-- Exercise brief --
Show every line of the records below that contains the word "door".

-- Entries supplied --
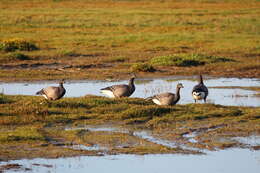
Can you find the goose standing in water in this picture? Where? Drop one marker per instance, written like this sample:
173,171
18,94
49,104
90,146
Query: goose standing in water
117,91
52,92
200,91
167,98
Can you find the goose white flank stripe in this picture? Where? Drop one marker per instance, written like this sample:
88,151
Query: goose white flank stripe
117,91
52,92
167,98
200,91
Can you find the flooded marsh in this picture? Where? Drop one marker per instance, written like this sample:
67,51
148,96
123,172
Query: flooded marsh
81,129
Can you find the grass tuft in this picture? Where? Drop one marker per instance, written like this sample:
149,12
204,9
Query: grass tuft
187,60
142,67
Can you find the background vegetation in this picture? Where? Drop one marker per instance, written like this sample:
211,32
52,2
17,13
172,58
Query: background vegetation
76,38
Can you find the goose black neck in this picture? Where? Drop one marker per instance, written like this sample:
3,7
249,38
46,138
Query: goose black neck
131,82
61,85
201,79
178,92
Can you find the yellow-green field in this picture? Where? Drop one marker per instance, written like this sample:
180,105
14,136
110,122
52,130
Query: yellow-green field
97,39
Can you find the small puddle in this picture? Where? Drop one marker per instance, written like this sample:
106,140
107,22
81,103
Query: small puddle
224,161
148,87
251,140
195,132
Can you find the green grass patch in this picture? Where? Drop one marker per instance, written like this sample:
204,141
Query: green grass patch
187,60
17,44
142,67
26,133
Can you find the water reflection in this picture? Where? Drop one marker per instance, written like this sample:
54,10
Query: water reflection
224,161
148,87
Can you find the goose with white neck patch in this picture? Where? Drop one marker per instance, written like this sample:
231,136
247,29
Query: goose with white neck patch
167,98
200,91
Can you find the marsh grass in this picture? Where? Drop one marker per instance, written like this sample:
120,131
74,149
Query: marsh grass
96,32
17,44
26,121
142,67
187,60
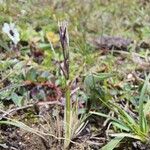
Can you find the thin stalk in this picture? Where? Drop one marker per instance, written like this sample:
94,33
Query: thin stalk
67,117
142,119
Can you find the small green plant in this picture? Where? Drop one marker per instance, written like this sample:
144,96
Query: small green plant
130,127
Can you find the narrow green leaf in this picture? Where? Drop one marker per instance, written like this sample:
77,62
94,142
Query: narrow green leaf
112,144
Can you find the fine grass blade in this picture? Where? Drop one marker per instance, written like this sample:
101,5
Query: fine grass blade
112,144
142,117
21,126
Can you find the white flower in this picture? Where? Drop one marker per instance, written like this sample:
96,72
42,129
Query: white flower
12,32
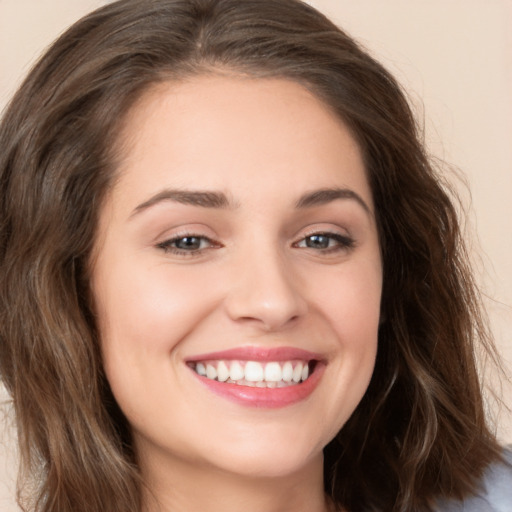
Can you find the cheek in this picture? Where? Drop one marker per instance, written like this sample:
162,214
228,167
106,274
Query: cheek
153,308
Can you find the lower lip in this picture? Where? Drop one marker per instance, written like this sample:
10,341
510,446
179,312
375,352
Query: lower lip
269,398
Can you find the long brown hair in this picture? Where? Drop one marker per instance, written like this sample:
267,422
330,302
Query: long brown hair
419,432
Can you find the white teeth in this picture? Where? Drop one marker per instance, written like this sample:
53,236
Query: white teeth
273,374
211,371
287,372
236,372
222,372
297,373
253,371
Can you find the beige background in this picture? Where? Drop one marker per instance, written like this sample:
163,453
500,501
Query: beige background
454,57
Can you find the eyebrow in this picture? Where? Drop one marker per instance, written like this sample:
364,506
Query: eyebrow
204,199
219,200
327,195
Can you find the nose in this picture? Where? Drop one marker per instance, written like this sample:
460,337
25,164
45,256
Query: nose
265,292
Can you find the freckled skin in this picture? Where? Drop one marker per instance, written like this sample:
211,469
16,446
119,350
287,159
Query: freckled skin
256,279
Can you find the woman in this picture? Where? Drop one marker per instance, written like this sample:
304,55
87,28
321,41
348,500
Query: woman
230,276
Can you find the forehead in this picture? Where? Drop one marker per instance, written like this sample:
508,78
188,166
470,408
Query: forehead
236,132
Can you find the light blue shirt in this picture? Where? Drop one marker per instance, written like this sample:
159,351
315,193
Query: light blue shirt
494,495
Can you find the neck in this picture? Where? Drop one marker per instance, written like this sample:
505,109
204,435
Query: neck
184,487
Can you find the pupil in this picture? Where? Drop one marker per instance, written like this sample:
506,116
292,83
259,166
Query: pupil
188,242
318,241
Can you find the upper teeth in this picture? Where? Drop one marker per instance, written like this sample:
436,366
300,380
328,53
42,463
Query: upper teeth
254,373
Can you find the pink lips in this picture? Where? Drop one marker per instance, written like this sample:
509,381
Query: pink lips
270,398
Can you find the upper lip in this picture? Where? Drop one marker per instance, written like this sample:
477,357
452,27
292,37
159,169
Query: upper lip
252,353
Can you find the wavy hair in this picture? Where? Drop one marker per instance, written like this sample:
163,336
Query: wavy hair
420,431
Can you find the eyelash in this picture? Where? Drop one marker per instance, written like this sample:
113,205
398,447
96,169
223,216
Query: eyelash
342,243
168,246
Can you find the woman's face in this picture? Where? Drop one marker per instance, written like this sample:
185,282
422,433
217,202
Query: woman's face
237,276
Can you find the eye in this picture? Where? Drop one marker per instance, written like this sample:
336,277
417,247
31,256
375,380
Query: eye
326,242
186,245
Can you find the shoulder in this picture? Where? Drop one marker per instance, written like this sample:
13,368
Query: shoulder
494,493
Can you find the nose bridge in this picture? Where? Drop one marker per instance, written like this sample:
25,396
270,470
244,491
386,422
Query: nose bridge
263,288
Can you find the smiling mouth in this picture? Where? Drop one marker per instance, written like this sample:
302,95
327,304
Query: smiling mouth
271,374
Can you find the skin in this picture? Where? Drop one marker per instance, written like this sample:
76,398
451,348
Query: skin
255,280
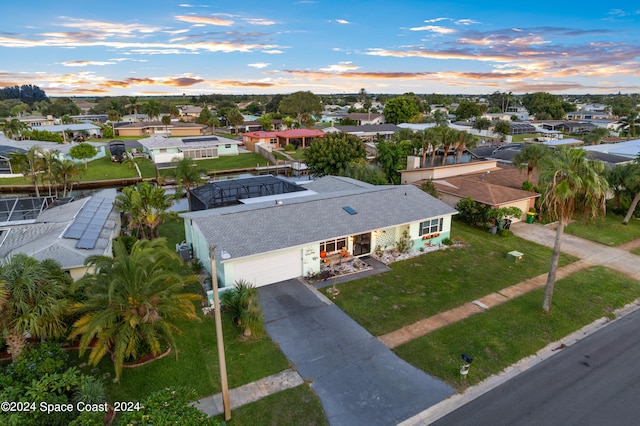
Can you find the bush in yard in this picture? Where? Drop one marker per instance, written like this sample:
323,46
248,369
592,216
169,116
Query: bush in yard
242,302
169,406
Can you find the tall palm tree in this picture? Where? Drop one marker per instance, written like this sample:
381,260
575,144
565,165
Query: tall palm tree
34,300
66,172
51,161
133,299
30,164
530,156
145,207
187,173
573,185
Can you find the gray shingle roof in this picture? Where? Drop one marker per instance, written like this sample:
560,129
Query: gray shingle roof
247,230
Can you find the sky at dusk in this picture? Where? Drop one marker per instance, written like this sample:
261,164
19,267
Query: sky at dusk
78,48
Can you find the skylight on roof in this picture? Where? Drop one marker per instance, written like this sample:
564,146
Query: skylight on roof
349,210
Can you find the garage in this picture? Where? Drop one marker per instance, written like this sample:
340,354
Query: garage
269,268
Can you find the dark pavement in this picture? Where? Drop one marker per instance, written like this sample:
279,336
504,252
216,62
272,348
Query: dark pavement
358,379
593,382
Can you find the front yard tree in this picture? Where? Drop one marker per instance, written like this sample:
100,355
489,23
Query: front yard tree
401,109
572,185
304,106
332,153
83,151
30,164
133,301
187,173
34,300
530,158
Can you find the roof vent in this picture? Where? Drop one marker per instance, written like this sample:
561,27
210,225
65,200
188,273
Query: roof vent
349,210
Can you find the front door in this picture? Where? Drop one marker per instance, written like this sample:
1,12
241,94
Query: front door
362,244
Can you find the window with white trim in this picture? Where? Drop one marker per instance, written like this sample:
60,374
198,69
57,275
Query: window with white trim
431,226
332,246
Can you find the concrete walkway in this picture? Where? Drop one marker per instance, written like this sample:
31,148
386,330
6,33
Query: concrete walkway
251,392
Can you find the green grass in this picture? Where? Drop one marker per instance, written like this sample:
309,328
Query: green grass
607,230
147,168
228,162
173,230
197,364
438,281
296,406
512,331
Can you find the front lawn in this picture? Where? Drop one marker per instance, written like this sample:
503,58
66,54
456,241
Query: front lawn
507,333
607,230
438,281
228,162
296,406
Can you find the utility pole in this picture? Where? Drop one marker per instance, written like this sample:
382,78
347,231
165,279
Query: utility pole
218,317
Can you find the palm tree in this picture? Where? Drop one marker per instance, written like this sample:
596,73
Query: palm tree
34,298
145,207
530,157
51,160
572,184
187,173
465,140
66,173
133,301
30,164
152,109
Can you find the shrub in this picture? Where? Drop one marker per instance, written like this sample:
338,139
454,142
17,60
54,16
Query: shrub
246,313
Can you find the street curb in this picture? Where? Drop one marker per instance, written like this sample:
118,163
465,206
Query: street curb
449,405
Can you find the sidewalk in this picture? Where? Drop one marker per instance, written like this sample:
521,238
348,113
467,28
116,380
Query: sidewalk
251,392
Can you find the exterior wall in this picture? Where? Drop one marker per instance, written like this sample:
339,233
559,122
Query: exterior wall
129,132
185,131
165,157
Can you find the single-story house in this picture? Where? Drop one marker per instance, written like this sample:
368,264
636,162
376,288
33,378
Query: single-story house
365,119
174,129
163,150
280,139
67,234
63,149
279,239
367,133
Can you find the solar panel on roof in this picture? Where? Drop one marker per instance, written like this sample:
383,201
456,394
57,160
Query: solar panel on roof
87,226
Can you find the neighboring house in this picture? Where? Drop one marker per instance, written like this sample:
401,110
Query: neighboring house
495,188
366,118
37,120
281,238
62,148
67,234
163,150
368,133
174,129
280,139
73,131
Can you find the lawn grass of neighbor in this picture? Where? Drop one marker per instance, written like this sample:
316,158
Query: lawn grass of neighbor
173,230
197,364
507,333
423,286
228,162
607,230
291,407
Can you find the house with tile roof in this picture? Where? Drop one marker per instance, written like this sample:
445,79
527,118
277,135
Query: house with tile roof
281,237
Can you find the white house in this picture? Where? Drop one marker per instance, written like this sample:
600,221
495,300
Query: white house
163,150
264,242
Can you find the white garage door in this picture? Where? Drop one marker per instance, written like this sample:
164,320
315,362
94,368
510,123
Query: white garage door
270,268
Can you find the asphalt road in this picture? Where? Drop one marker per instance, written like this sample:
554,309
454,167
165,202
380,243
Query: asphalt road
594,382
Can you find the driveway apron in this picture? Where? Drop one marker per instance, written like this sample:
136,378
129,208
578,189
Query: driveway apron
358,379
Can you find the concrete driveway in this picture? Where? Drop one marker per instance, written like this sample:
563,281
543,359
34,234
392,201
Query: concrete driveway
358,379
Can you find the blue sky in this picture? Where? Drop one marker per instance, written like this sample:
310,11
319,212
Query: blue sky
74,48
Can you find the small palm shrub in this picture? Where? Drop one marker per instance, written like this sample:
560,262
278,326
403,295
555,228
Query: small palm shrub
242,303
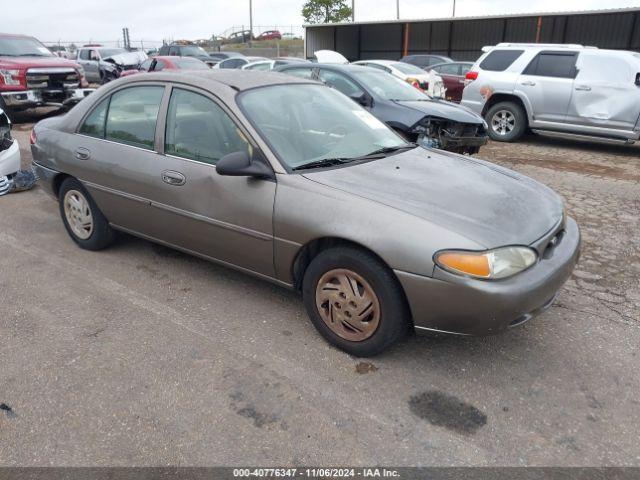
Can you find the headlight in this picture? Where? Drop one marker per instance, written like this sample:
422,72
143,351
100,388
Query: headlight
490,265
10,77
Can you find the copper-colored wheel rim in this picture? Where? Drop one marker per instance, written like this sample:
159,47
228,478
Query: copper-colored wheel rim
348,305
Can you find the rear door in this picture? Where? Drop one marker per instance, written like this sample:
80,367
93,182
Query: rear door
605,94
547,85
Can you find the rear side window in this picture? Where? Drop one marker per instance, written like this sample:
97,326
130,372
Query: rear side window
551,64
94,123
132,116
448,69
198,129
500,60
300,72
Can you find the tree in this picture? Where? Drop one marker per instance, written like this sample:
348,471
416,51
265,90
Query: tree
326,11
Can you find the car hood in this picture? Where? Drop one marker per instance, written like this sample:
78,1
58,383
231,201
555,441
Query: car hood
490,205
443,109
39,62
127,58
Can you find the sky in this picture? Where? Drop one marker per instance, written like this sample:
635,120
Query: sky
151,21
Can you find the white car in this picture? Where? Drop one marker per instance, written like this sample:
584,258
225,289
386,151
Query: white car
430,82
9,150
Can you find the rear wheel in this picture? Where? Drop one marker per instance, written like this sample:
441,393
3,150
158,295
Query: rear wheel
507,121
355,301
82,218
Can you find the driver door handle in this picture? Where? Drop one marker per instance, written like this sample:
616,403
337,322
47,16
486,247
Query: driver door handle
173,178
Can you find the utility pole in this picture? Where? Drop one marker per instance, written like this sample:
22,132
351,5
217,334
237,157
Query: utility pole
250,23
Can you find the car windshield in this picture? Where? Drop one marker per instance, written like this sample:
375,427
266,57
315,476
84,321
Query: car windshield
193,50
191,64
389,87
408,68
23,47
312,124
110,52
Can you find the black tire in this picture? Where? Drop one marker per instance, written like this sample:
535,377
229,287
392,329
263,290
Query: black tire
394,317
516,112
101,235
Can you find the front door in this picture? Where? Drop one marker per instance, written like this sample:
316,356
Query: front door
226,218
547,84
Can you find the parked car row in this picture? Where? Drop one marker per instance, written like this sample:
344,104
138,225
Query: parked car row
572,90
31,76
284,178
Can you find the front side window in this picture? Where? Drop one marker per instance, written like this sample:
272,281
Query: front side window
305,123
132,116
548,64
198,129
500,60
389,87
341,83
94,123
408,68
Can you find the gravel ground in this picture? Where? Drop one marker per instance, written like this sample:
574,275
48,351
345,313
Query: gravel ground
140,355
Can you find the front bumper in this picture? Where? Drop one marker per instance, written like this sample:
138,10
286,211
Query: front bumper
24,99
10,160
456,304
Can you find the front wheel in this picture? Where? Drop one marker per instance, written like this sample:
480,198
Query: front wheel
507,121
355,301
85,223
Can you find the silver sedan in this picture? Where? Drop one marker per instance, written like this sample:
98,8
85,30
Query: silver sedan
291,181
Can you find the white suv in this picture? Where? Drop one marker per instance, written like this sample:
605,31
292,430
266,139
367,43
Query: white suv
561,89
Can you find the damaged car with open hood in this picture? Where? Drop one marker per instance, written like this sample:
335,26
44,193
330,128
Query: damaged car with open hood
103,64
556,89
416,116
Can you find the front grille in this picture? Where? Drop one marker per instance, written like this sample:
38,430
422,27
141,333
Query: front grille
54,79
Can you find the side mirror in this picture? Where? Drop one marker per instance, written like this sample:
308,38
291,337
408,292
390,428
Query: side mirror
240,164
362,99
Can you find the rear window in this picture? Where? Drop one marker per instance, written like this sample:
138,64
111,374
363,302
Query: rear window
500,60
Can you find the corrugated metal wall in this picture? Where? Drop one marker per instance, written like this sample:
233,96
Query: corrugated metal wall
463,39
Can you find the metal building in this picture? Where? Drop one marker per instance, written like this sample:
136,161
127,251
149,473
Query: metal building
463,38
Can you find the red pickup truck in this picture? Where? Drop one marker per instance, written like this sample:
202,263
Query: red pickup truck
31,76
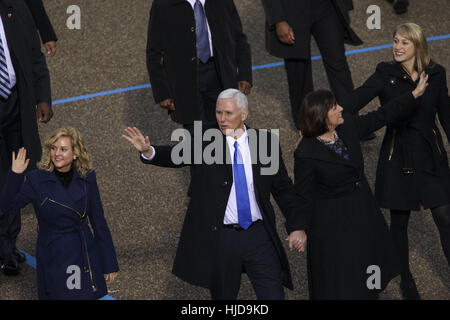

-- Result below --
Can you find the front door in this picture? Where? Drop one marker per instance, written like this sample:
Query: front door
Can you find the white garage door in this picture? Where? Drop one marker per instance, written like this sample:
Query: white garage door
Can you find the rear door in this picture? Where? Drop one marker per instance, written like this sample:
Query: rear door
Can you find the driver door handle in this picture? Where? Drop one marker per instance, written like this sample:
Query: driver door handle
Can you find the front door in this picture? Where? Drop one marker per instance, written like this sample:
Query: front door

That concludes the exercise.